◆ **Data extracts**
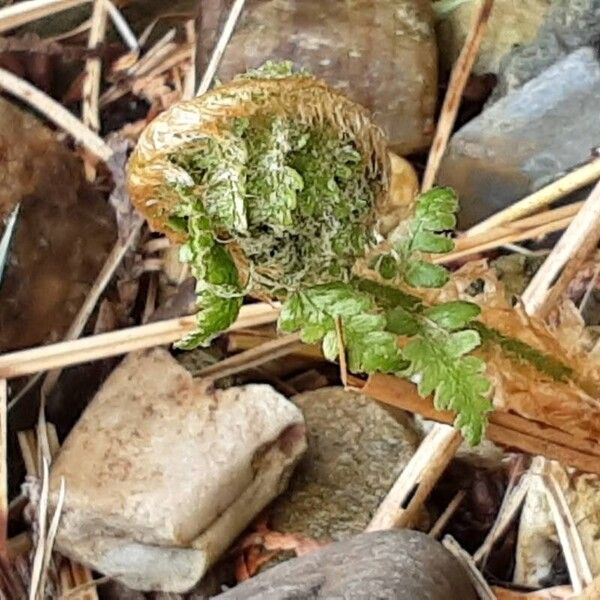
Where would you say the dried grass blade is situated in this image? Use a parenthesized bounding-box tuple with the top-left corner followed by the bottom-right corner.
(544, 474, 593, 593)
(442, 535, 496, 600)
(421, 0, 494, 191)
(196, 0, 246, 96)
(102, 0, 137, 51)
(0, 67, 112, 162)
(28, 458, 49, 600)
(0, 0, 90, 34)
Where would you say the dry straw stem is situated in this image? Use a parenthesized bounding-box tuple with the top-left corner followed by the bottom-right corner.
(226, 330, 323, 359)
(544, 472, 593, 594)
(182, 19, 196, 100)
(429, 490, 466, 539)
(421, 0, 494, 192)
(393, 0, 495, 533)
(82, 0, 107, 133)
(437, 202, 581, 264)
(442, 535, 496, 600)
(522, 180, 600, 318)
(467, 158, 600, 236)
(82, 0, 108, 180)
(0, 303, 279, 379)
(0, 0, 90, 34)
(196, 0, 246, 96)
(102, 0, 138, 51)
(0, 67, 112, 162)
(473, 471, 531, 564)
(196, 332, 302, 381)
(365, 423, 462, 531)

◆ **Task requirements**
When you copy the data above, reproduce each line exactly and skip every image.

◆ **Exercise solution**
Where would you say the dried grass blade is situated in this image? Use a parenthesized bounding-box tuple with the top-left corner followed by the bottom-right corner.
(544, 474, 593, 593)
(442, 535, 496, 600)
(421, 0, 494, 191)
(196, 0, 246, 96)
(102, 0, 137, 51)
(0, 67, 112, 162)
(28, 458, 49, 600)
(0, 0, 90, 34)
Where would you say the dry straw stem is situated in this image? Use a parenthesized bounding-box tuple with the top-left corner followed by the bottom-right corner.
(226, 330, 323, 359)
(544, 472, 593, 594)
(182, 19, 196, 100)
(429, 490, 466, 539)
(421, 0, 494, 192)
(393, 0, 495, 533)
(82, 0, 107, 133)
(437, 202, 581, 264)
(442, 535, 496, 600)
(522, 180, 600, 318)
(467, 158, 600, 236)
(82, 0, 108, 180)
(0, 303, 279, 379)
(0, 0, 90, 34)
(196, 0, 246, 96)
(102, 0, 138, 51)
(0, 67, 112, 162)
(473, 471, 531, 564)
(196, 332, 302, 381)
(365, 423, 462, 531)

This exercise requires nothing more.